-------- Текст для чтения
"Не нужно искать того, в чем ты с людьми принципиально расходишься" // Интервью с Владимиром Четверниным
Владимир Александрович, на лекциях Вы упоминали, что учились на химическом факультете. Расскажите, пожалуйста, об этом подробнее: почему сначала химфак и лишь потом юридическое направление?
Опишу в двух словах. Поступил на химический факультет МГУ я по глупости: я думал, что «люблю химию», но оказалось, что химия на уровне университета мне не интересна и не нужна. В своё время у меня проявился по существу детский интерес к «чему-нибудь химическому» — особенно если оно взрывается или хотя бы сильно дымит и воняет. Вот я и решил, что буду поступать на этот факультет: ну, куда-то же нужно поступать. А вообще, конечно, я не должен был поступить туда, потому что по существу с химией-то у меня было плоховато. Химия — это чистой воды эмпирика, умение ставить опыты, а я перед химфаком занимался преимущественно «умозрительной химией», на уровне школьных учебников. Да и теория мне не всегда была понятна, и, кстати, на вступительном экзамене мне достался вопрос из числа тех, которые я не понимал. Но поскольку у меня были химфаковские репетиторы, естественно, мне поставили «отлично», и я был зачислен на химфак МГУ. С самого начала я почувствовал, что мне трудно учиться на уровне, на котором там преподавали. Сегодня-то я понимаю, что химия, физика, высшая математика — это всё не моё, я мыслю по-другому, и если я пользуюсь абстрактными категориями, то за ними я вижу понятную мне конкретную реальность. А вот абстракции на уровне высшей математики не укладывались у меня в голове (теперь я ругаю студентов за то, что они отвечают на мои вопросы абстрактными рассуждениями, пытаются мне объяснить одну абстракцию другой абстракцией, говорят всякие слова вроде «государство», а что это, кто это — не понимают и не задумываются над этим). Ну и на химфаке я очень быстро «забил» на учёбу — у меня единственный раз, после первого семестра, была четверка: по физике, так как я хорошо ее знал на школьном уровне, и этих запасов хватило на первый семестр. Но после второго семестра у меня уже было два «хвоста», перенесенных на осень. А вот уже третий семестр… И у меня еще любовь приключилась — какая уж тут учеба… Ну и после третьей сессии меня отчислили. После службы в армии я восстановился в университете и перевелся с химического факультета на юридический. Так что химический факультет дал мне одно-единственное, зато определившее всю мою жизнь, а именно: на втором курсе я познакомился со своей будущей любимой женой.
А почему перевелись именно на юридический?
----------------
Задания>
1. Почему, по словам Владимира Четвернина в интервью, ему поставили «отлично» на вступительном экзамене на химфак?
2. Перескажите интервью с Владимиром Четверниным в двух предложениях.
3. Продолжите интервью с Владимиром Четверниным сразу после последнего вопроса.
-------- Материал
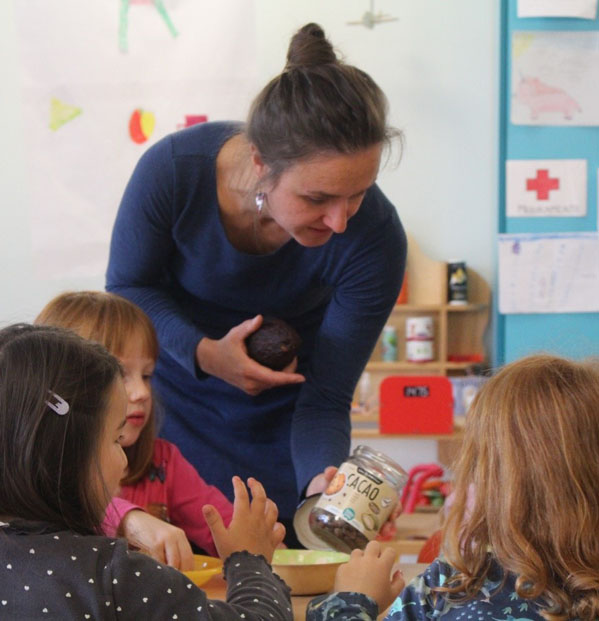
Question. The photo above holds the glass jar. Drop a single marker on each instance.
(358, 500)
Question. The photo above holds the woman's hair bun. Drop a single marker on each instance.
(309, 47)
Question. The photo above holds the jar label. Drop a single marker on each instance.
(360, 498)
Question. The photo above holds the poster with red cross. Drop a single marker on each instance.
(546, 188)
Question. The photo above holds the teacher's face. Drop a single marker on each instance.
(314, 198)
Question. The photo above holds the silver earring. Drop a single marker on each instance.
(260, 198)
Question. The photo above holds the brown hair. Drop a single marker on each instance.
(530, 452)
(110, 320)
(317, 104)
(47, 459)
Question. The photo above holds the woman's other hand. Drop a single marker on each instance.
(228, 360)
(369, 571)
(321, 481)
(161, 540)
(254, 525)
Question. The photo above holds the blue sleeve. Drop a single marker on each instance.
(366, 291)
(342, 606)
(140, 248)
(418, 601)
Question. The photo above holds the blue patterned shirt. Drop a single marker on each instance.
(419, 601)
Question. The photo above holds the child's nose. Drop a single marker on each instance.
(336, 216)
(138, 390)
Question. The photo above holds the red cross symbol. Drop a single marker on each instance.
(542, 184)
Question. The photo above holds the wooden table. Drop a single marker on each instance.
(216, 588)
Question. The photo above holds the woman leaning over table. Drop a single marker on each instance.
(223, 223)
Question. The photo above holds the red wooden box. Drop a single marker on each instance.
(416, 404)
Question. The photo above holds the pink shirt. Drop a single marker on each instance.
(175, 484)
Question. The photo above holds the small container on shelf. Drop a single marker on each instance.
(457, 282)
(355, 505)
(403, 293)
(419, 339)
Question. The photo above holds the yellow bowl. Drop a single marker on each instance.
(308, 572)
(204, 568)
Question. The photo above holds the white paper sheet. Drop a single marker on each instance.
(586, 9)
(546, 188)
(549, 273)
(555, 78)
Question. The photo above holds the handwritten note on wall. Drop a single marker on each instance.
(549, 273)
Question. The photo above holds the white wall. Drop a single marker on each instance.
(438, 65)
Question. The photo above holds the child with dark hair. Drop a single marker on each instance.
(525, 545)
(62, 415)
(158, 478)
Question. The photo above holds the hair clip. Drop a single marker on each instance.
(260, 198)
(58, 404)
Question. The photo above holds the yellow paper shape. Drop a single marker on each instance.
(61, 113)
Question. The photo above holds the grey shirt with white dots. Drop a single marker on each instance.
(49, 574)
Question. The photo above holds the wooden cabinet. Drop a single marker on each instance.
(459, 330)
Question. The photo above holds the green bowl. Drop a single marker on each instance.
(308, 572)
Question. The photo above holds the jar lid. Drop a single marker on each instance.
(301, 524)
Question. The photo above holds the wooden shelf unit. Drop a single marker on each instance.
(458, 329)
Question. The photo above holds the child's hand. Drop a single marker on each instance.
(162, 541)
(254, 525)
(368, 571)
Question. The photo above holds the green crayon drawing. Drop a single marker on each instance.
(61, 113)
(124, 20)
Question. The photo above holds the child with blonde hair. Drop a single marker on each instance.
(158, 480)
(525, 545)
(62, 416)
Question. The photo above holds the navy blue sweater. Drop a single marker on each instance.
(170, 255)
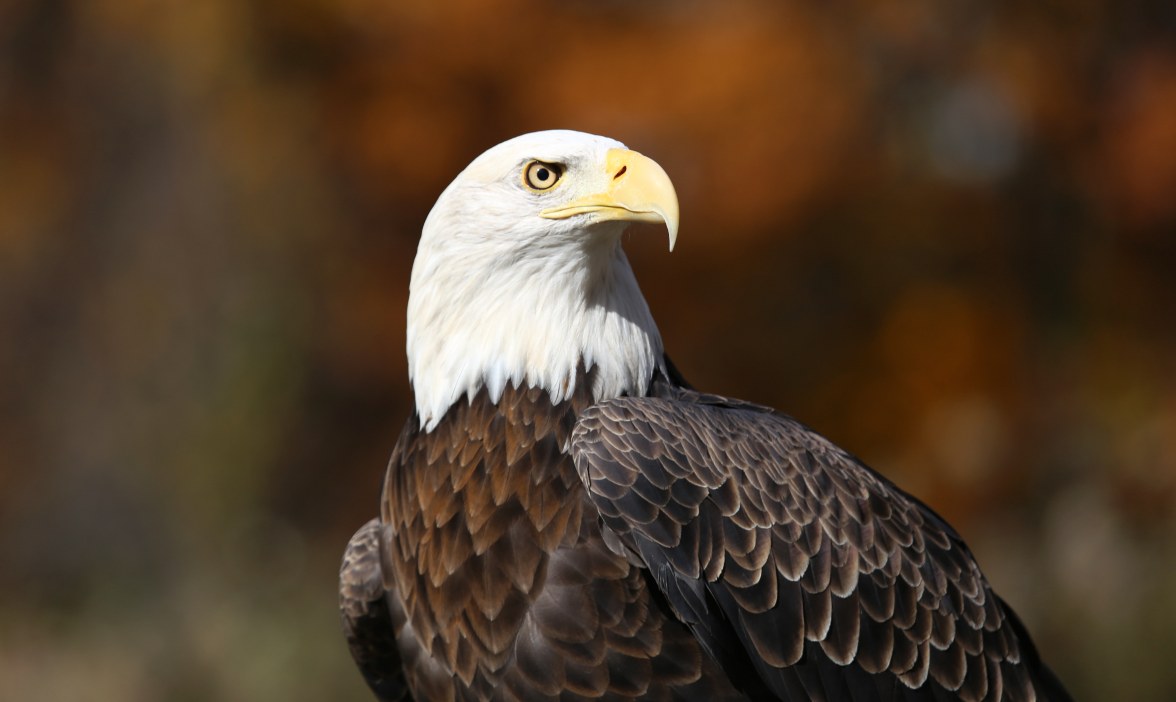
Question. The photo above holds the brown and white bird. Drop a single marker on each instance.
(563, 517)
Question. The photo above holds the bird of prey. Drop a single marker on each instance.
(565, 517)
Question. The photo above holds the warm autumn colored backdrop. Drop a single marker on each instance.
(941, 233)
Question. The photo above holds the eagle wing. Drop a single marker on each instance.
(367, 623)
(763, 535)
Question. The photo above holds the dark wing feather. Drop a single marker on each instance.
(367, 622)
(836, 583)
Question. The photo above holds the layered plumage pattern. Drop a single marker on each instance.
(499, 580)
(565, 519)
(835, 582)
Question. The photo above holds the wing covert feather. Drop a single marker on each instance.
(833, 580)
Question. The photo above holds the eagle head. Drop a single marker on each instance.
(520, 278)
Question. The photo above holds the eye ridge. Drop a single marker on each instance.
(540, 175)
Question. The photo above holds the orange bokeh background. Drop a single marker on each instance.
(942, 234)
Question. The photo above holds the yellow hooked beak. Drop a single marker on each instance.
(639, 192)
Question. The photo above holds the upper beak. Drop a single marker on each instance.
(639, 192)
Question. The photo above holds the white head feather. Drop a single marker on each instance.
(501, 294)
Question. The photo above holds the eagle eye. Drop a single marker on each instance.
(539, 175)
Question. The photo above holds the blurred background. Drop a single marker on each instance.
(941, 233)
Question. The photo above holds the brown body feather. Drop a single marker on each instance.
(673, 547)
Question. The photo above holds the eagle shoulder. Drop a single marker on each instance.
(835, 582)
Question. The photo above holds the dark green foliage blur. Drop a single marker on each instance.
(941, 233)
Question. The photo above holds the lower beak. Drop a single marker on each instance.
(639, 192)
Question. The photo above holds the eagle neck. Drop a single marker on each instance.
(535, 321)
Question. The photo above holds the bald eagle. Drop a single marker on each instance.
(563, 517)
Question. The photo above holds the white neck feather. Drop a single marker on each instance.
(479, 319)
----------------
-------- Материал
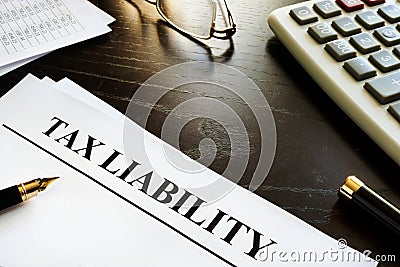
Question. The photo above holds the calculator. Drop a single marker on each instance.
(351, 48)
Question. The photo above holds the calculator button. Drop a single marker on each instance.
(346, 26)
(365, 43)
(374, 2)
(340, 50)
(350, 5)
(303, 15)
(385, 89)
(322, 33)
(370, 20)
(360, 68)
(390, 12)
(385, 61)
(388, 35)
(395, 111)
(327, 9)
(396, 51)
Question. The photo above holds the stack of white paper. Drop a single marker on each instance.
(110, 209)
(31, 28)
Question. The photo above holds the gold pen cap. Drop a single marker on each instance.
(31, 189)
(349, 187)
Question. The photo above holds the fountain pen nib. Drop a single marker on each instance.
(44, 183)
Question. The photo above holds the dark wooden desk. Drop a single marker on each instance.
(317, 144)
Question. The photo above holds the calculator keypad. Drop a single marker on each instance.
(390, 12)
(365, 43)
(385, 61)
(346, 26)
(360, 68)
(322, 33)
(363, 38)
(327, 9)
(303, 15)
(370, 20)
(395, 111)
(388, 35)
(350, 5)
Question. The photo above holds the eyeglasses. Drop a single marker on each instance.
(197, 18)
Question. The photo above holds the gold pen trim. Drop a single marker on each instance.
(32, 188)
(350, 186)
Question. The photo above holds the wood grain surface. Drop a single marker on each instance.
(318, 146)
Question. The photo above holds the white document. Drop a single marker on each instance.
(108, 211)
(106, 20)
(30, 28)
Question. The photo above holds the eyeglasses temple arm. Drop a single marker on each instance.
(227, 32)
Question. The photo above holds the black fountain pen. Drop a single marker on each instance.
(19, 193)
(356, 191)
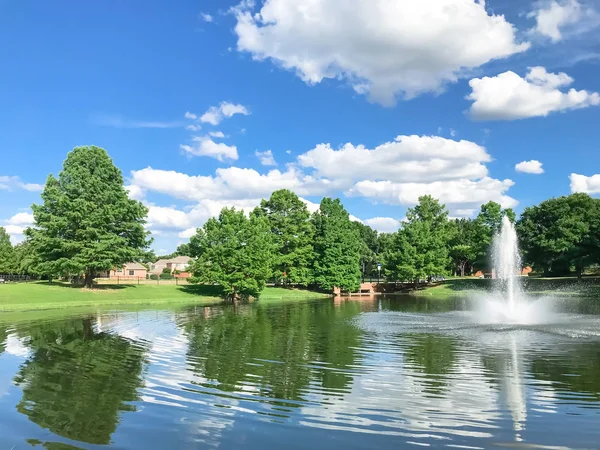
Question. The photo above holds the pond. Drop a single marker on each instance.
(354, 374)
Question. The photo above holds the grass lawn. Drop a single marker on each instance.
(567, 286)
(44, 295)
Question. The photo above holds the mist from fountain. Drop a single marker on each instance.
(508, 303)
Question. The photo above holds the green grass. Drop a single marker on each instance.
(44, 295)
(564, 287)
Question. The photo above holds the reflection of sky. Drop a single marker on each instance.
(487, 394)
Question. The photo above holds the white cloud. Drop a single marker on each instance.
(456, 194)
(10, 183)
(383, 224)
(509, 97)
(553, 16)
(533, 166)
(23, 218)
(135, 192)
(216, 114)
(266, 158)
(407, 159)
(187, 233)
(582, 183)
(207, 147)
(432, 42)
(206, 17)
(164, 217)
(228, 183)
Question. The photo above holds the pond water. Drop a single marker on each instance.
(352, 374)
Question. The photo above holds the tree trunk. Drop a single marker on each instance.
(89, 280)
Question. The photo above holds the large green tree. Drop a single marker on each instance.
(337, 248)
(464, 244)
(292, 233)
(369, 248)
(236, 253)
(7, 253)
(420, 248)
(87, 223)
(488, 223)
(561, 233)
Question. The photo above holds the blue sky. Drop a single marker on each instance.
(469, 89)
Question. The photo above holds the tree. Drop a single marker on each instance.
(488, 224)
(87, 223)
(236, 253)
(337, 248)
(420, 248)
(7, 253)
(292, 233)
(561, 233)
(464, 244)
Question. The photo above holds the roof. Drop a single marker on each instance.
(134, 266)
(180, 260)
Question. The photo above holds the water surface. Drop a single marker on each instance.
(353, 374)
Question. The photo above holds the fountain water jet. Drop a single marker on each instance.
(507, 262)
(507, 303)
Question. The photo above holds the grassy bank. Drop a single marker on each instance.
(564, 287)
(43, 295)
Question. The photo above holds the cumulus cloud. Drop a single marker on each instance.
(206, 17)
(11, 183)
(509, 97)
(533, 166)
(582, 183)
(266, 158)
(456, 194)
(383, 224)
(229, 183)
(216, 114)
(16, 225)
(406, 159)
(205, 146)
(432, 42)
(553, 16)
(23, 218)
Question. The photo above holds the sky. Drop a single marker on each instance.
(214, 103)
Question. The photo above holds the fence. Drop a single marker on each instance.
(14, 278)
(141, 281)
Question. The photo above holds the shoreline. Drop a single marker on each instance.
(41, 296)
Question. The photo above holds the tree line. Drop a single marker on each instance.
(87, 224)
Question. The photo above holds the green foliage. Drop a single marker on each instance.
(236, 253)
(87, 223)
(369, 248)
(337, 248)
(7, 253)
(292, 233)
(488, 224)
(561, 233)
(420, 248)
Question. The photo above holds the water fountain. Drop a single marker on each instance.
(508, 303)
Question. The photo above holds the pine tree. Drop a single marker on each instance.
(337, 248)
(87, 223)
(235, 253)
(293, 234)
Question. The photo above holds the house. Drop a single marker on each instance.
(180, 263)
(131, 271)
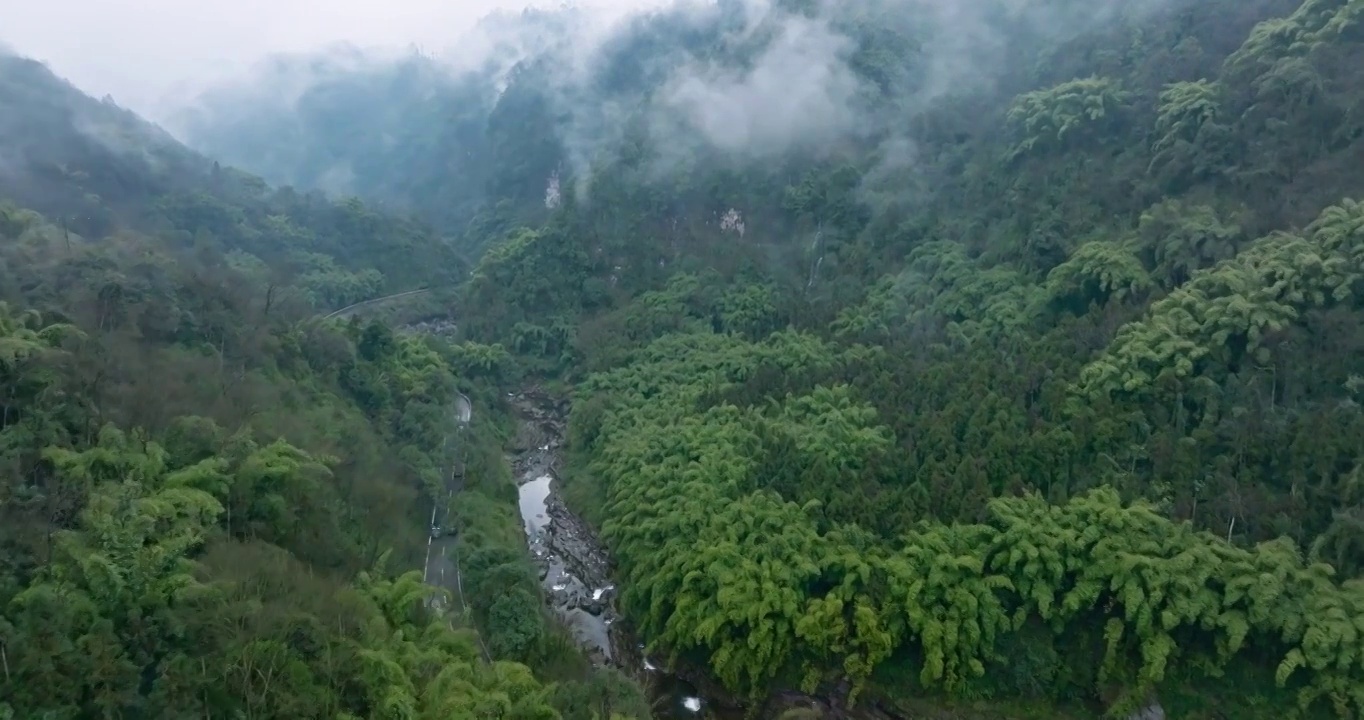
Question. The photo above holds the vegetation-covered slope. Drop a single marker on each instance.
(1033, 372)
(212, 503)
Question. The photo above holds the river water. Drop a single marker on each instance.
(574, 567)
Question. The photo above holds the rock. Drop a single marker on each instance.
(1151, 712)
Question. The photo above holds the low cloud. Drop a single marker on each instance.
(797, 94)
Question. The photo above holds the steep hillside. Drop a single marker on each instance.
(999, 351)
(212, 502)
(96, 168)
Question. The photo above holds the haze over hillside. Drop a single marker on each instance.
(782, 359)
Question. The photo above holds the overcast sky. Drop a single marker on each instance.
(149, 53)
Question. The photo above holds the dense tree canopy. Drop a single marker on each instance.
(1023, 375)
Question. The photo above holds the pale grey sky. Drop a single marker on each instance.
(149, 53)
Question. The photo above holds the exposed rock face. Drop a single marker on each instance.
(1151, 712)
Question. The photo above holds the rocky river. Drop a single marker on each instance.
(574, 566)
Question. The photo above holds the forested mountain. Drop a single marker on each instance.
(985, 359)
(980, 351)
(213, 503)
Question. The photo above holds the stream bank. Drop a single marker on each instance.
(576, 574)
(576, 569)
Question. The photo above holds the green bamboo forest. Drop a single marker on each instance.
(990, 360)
----------------
Ответы>
1. Потому что у него были химфаковские репетиторы.

2. Владимир Четвернин поступил на химический факультет МГУ из детского интереса к химии, но учиться там ему было трудно, и после третьей сессии его отчислили. После службы в армии он восстановился в университете и перевелся на юридический факультет, а главное, что дал ему химфак, — знакомство с будущей женой.

3.
Потому что декан этого факультета, Георгий Васильевич Иванов, герой войны, согласился меня взять. Правда, задолго до химфака у меня была случайная мысль поступать на юридический факультет. Как эта мысль появилась: в какой-то компании обсуждали, кто куда будет поступать, и одна девочка сказала, что она хочет на юридический... а я даже не знал, что есть такой факультет. Но девочка мне нравилась, и я решил, что я тоже хочу на юридический, хотя не имел ни малейшего представления о том, что это такое и чему там учат. И даже когда я уже перевелся, я оставался приблизительно на том же уровне представлений о юрфаке и юриспруденции – вплоть до того, что, оказавшись там впервые, в вечернее время, я увидел множество людей в милицейской форме и был этим крайне удручён. Я сразу вспомнил, что «юристы — они такие, они даже Ломоносова посадили». Это про памятник Ломоносову на Моховой, где прежде был и юрфак, и про советских юристов. В представлении большинства советских людей юристы — это те, которые «сажают»; это понятие стоит в одном ряду с ментами, вертухаями, вохрами. В советской культуре (да и в постсоветской) слово «право» ассоциировалось с Высшей Силой, и «юриспруденция» учила поклонению этой Силе. А я всегда находился «по другую сторону баррикад», где жили «по понятиям» и где этого «советского права» не было.
Сложно было учиться на юрфаке?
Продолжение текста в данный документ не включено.